*** Opening of EXCERPTED DATA ***
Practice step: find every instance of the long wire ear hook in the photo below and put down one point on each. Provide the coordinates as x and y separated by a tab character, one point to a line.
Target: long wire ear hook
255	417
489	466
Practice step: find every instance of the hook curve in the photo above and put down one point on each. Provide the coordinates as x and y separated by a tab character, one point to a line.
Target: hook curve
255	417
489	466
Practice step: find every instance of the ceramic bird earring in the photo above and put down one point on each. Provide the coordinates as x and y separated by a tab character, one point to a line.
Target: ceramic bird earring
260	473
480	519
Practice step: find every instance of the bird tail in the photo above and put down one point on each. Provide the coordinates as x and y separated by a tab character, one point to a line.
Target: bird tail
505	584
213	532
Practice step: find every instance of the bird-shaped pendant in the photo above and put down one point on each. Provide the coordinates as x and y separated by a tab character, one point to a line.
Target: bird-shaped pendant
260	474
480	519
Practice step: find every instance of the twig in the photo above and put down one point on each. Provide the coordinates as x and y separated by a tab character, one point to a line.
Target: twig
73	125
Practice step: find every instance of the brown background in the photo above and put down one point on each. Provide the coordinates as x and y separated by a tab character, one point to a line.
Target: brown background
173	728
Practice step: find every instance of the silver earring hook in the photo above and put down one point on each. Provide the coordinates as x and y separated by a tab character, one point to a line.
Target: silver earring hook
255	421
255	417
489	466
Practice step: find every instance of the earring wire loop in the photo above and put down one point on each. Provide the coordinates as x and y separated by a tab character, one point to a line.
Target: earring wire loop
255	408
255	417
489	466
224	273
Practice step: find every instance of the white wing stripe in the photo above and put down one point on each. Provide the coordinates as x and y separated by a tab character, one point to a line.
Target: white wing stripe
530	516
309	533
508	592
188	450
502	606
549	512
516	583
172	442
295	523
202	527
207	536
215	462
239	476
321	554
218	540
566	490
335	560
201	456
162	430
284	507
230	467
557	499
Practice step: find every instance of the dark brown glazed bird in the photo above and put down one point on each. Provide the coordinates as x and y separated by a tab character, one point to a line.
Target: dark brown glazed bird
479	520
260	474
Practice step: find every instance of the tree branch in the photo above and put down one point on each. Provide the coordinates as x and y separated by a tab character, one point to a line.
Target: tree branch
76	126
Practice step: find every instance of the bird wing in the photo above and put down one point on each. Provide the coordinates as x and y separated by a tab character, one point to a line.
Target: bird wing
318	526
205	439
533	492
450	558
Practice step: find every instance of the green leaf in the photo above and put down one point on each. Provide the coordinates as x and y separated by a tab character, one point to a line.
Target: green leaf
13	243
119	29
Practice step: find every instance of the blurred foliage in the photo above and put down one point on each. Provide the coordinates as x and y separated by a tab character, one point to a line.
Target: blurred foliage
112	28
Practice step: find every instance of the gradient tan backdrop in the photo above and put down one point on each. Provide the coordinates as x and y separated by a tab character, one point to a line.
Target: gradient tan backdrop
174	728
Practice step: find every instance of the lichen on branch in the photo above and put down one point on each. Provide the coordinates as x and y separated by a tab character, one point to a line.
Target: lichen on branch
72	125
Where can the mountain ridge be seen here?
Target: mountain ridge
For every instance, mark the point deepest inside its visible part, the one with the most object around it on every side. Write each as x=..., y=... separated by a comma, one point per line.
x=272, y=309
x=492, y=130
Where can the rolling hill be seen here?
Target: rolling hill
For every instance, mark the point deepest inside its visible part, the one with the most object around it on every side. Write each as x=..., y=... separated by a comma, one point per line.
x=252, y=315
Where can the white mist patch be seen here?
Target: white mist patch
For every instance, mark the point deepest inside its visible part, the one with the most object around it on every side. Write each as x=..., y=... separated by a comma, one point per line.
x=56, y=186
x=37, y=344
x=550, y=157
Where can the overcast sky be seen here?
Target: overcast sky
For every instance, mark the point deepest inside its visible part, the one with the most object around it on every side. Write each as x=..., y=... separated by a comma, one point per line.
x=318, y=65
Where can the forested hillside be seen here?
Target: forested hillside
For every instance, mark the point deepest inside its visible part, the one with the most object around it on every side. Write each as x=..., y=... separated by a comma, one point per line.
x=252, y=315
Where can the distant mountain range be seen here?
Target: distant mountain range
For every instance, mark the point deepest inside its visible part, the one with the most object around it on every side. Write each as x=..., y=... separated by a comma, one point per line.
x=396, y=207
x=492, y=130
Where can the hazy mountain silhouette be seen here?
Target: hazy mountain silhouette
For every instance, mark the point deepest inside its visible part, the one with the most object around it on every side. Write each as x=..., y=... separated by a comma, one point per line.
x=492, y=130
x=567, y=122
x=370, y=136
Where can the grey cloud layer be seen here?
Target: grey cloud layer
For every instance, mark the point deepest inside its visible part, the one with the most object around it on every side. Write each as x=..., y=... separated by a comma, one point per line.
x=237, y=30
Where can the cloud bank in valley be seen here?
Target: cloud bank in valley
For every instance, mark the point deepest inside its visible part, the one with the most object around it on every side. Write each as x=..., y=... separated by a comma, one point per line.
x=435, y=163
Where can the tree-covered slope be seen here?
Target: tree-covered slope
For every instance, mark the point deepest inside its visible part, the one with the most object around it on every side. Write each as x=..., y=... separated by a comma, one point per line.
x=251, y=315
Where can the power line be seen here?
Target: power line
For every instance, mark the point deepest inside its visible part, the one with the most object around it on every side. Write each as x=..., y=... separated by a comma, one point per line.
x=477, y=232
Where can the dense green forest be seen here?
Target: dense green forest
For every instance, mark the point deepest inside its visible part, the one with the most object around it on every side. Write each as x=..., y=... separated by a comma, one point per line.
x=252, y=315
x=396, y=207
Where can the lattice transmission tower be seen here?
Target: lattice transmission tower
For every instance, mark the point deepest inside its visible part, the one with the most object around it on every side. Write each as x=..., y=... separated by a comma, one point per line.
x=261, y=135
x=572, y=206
*** Close of EXCERPTED DATA ***
*** Opening of EXCERPTED DATA ***
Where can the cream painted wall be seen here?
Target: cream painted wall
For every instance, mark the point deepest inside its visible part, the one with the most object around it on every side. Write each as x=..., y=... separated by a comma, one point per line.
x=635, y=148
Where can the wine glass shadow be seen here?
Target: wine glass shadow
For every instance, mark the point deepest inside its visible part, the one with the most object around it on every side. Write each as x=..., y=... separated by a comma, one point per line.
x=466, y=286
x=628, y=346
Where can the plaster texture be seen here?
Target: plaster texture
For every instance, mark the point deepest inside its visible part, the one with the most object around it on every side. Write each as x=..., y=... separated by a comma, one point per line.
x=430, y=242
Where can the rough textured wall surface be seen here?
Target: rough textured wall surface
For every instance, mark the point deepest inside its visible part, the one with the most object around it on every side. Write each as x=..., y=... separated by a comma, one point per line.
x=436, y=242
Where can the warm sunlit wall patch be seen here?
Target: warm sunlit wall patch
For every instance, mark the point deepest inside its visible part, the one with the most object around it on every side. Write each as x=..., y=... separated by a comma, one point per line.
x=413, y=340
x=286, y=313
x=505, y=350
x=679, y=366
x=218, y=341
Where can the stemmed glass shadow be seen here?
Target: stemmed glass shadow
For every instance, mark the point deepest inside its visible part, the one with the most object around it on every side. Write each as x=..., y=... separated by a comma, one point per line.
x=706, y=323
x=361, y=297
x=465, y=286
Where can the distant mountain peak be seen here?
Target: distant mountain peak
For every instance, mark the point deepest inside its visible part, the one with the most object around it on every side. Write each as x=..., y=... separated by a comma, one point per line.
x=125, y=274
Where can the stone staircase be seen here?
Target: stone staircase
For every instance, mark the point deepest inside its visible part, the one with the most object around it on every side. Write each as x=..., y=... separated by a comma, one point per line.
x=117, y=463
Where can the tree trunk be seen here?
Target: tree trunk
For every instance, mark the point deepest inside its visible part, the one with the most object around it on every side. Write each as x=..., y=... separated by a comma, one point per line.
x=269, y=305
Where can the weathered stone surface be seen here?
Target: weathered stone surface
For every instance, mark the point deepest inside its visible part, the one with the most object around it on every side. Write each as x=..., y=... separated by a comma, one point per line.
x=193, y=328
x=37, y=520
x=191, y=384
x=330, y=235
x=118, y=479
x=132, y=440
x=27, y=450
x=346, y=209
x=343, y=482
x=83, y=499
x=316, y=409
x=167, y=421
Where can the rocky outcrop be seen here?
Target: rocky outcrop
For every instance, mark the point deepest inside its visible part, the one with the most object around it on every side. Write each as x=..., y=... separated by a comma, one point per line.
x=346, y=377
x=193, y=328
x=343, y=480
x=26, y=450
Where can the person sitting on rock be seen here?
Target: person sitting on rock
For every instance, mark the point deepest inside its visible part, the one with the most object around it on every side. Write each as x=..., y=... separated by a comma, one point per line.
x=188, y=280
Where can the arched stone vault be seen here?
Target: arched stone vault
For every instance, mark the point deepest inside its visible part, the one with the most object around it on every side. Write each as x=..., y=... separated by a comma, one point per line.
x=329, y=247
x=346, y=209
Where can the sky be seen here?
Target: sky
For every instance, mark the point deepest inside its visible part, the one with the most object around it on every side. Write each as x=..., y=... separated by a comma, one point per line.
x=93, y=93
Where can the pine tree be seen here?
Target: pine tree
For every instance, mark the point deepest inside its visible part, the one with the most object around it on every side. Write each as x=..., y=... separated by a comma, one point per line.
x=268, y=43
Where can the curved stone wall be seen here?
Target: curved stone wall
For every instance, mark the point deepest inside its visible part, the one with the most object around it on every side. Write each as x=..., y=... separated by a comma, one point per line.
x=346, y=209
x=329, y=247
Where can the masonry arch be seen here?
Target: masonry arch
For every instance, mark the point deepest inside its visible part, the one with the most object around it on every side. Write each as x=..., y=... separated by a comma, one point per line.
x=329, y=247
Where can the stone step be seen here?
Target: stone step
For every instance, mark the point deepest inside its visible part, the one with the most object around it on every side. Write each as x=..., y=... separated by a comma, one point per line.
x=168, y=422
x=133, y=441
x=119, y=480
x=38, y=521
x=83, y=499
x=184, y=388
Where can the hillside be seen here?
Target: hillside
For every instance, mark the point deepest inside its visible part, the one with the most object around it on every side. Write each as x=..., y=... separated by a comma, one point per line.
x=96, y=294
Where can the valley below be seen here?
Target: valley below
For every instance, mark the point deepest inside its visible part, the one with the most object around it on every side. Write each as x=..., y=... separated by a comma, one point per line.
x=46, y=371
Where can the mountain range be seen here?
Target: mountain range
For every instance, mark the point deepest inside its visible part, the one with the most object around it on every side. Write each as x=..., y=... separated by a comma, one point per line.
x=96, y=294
*** Close of EXCERPTED DATA ***
AIM OF THE EXERCISE
Reproduce, exactly as they stand in the data above, the lines from the one that holds "Target: plaster texture" to the one that holds "Target: stemmed glass shadow", inclusive.

RESPONSE
Target: plaster texture
For every instance, mark the point deepest inside its visible part, the one with the most object around it on every side. Write each as x=..., y=... separated by a comma, one point per line.
x=430, y=242
Where can the rough textured wall surface be seen here?
Target: rough textured wall surface
For every instance, mark the point deepest inside its visible part, the one with the most object around it on every side. Write each as x=..., y=... separated by a comma, one point per line.
x=436, y=242
Where can the warm sunlit wall patch be seen here?
Target: warm sunlit wall patch
For every instance, mark the point deepest inside its visible part, the one with the most object around it on every side. Write each as x=..., y=... separated by a comma, one point per line.
x=413, y=340
x=286, y=313
x=505, y=350
x=679, y=366
x=218, y=341
Where can the stemmed glass shadow be seen here?
Target: stemmed glass shadow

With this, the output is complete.